• DOCUMENT SEGMENT
************
Z Mag Review by Tamara Lorincz
The Canadian government supplied the uranium for the atomic bombs dropped on Japan in World War II. Ottawa supported South African apartheid by allowing trade and commerce with the racist government there. With the support of its foreign service, Canadian mining companies weakened environmental regulations and propped up dictators in Central and South America. In 2004, Canada helped France and the United States overthrow the democratically elected government of Haiti.
Canadians will be shocked and saddened by Yves Engler’s The Black Book of Canadian Foreign Policy, a critical examination of Canada’s role in the world. Engler is a Montreal-based independent journalist/activist who has written two other books, Playing Left Wing: From Rink Rat to Student Radical and Canada in Haiti: Waging War on the Poor Majority (co-authored with Anthony Fenton).
It was Canada’s role in the coup that ousted Haitian president Jean Bertrand Aristide, a populist priest to the poor, that caused Engler to question more broadly Canadian foreign policy. “Democracy,” writes Engler in his new book, “requires citizens to keep themselves informed about what their government is doing. Canadians have a right and a responsibility to know, debate and to ultimately shape what is being done in our name around the world.”
Engler describes the history of Canadian foreign policy in the Caribbean, the Middle East, Mexico, Central and South America, Central and South Asia, and Africa. Using declassified documents, government sources, and extensive research, he uncovers the darker motives and machinations behind Canadian decisions on international trade, foreign aid, and military operations.
************
• TASK TO CARRY OUT
Decide whether each statement agrees with the book review: (a) Engler is based in Montreal; (b) Engler wrote Canada in Haiti: Waging War on the Poor Majority by himself; (c) Canada's role in the coup against Aristide led Engler to question Canadian foreign policy more broadly. Answer yes or no for each and quote the review's deciding words. The records come from a separate, unrelated source.

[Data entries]
************
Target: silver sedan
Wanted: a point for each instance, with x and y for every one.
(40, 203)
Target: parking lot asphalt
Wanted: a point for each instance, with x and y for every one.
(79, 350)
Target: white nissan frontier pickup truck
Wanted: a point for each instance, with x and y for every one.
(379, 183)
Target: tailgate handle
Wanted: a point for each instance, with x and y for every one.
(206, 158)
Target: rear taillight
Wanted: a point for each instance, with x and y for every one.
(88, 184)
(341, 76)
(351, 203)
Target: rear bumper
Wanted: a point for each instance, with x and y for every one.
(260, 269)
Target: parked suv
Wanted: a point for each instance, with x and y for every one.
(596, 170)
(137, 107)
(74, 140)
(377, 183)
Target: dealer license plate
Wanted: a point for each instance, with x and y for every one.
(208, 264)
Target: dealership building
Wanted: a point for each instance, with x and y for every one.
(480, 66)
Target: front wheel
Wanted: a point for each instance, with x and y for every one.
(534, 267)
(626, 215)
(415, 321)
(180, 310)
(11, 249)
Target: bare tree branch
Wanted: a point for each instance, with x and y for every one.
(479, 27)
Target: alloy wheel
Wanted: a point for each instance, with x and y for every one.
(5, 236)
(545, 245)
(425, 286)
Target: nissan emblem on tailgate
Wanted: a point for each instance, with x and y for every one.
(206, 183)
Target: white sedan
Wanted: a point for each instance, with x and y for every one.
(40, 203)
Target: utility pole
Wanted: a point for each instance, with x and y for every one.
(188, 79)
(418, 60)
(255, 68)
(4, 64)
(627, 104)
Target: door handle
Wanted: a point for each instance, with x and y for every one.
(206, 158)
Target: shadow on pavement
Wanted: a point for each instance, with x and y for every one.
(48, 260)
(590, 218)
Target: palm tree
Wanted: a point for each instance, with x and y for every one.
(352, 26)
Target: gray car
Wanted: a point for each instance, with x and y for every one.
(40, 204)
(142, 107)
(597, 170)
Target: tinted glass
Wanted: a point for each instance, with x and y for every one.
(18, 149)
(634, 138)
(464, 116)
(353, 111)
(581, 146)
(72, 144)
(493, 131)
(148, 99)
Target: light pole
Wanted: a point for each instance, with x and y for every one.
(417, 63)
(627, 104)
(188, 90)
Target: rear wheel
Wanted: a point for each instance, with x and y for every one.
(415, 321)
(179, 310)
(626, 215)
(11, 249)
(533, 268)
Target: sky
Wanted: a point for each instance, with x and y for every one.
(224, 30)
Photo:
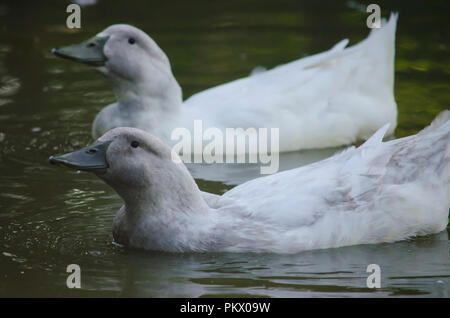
************
• ANSWER TO THIS EXERCISE
(a) Yes: "Engler is a Montreal-based independent journalist/activist"
(b) No: "co-authored with Anthony Fenton"
(c) Yes: "that caused Engler to question more broadly Canadian foreign policy"